** START **

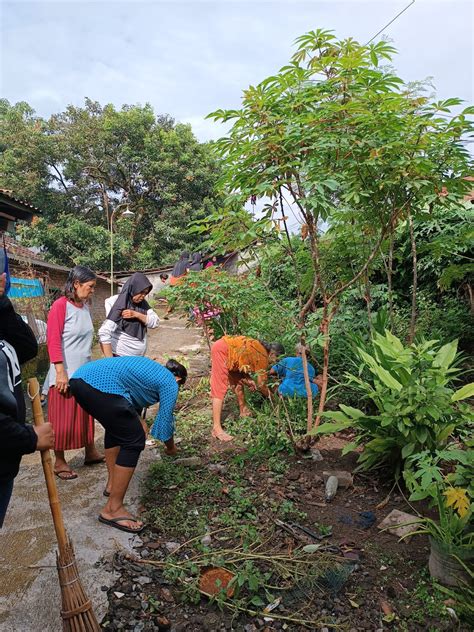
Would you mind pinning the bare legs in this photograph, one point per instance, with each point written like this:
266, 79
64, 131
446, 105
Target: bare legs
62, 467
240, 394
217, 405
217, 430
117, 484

** END **
** START **

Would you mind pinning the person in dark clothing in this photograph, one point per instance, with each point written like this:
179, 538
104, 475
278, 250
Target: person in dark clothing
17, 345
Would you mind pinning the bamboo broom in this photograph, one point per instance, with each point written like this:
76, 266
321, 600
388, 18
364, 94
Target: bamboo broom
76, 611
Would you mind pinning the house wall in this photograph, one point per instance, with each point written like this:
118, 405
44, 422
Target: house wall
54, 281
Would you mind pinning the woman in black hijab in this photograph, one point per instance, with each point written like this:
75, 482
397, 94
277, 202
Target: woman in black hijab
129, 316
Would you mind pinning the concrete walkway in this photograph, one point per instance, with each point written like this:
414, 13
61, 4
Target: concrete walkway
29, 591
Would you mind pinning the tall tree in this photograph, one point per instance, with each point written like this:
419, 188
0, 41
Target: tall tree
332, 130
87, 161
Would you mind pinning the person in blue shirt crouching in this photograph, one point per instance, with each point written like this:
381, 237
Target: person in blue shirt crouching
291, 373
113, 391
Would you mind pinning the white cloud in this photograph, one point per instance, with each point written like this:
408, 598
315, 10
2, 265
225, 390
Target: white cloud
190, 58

** END **

* Prompt *
List each line from the rows above that contains the word "person", counting only matches with the same case.

* Answer to the problem *
Would you mind pinning the person in dark clothing in this photograph, one point per instance, with each point written like this:
Target: person in dark clothing
Would you mind pinning the person in blue shirt crouching in this photograph, one point per instance, with each point written like this:
Target: person in blue shirt crouching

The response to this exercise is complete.